A few words about the current market. Two weeks ago I wrote:
The whole macro picture is still so weak that I find it really hard to write down: we're in a reflation trade now. I don't know how long it will last, but my guess is: until we get a sense how the September FOMC meeting might play out.
Yes, we are still in that trade, everybody hates it (including me), because fundamentally we shouldn't be. But we see it everywhere:
The market is ignoring hawkish Fedspeak
It's ignoring hawkish data (NFP last week)
It's rallying on dovish data (CPI this week)
Sector performance is reflationary, high-yield spreads are narrowing, breadth is strong, the Aussie is performing, Commodities are off lows and so on
I still don't believe it's going to last, but for now it is what it is. So, again I reiterate my main message from the last two weeks:
Strong opinions, weakly held. Being nimble. Trading the market, not expectations. That's going to be even more essential for the coming weeks.
Relevant market risks I have on my radar (it's obviously not a comprehensive list and mostly unchanged from last week):
Europe: huge uncertainty regarding future of gas flows from Russia; an unexpected resolution of the conflict seems very unlikely, but it could escalate on multiple fronts (gas, energy, militarily) very quickly
UK: don't have a clear idea about the impact of the Tory leadership race yet (potential for negative impact on the sterling is there given the comments from Liz Truss), the Northern Ireland protocol still remains unresolved
Global markets: the risk from commodity market squeezes spilling over seems to have diminished a bit
China/Taiwan: keeping an eye on the Taiwanese stock market as a risk gauge
Economic Calendar for next week
Important levels to watch and look out for in the Majors
Week in Review
Central Banks
Confab, Speakers, News
Federal Reserve
Bowman (Neutral). Sat: Supported the 75 bps hike last week, believes that similarly-sized increases should be on the table until we see inflation declining in a consistent, meaningful and lasting way. Wants unequivocal cooling of inflation before changing outlook.

━━━━

> [GIVEN EXERCISE 1]
Answer these questions using the market commentary:
(a) What does the writer watch as a risk gauge for China/Taiwan?
(b) Which hawkish data from last week is the market said to be ignoring?
(c) What size of rate hike did Bowman support?
> [GIVEN EXERCISE 2]
List every line of the entries that contains the word "wall".
The market commentary and the entries have no connection to each other.

[Labeled-object pointing entries]
━━━━

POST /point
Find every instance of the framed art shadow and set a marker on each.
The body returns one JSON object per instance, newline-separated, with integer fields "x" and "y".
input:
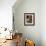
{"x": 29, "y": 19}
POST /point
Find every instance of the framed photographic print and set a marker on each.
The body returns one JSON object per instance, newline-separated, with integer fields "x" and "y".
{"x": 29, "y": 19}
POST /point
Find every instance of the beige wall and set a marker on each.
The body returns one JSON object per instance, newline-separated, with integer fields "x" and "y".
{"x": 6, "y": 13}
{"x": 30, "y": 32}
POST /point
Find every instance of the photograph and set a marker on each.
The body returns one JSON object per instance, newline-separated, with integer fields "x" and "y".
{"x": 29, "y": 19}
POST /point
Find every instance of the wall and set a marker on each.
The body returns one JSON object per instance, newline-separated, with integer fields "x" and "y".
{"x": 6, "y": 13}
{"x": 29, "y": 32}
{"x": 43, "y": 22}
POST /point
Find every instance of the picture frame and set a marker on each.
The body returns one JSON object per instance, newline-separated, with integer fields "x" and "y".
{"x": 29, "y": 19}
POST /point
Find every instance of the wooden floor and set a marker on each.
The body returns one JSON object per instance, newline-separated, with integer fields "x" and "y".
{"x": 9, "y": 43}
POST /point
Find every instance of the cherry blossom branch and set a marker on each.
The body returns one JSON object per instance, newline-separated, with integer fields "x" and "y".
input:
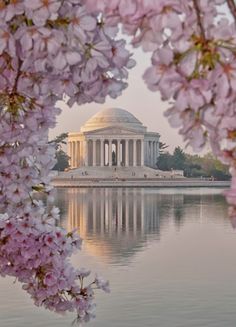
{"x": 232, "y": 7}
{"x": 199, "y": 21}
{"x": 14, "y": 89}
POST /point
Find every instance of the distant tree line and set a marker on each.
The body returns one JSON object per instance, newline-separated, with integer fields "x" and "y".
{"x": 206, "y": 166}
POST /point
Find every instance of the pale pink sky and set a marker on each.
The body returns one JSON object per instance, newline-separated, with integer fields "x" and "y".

━━━━

> [CORRECT OUTPUT 1]
(a) The Taiwanese stock market.
(b) NFP.
(c) 75 bps.

> [CORRECT OUTPUT 2]
Find every instance of the beige wall and set a marker on each.
Find every instance of the wall and set a marker on each.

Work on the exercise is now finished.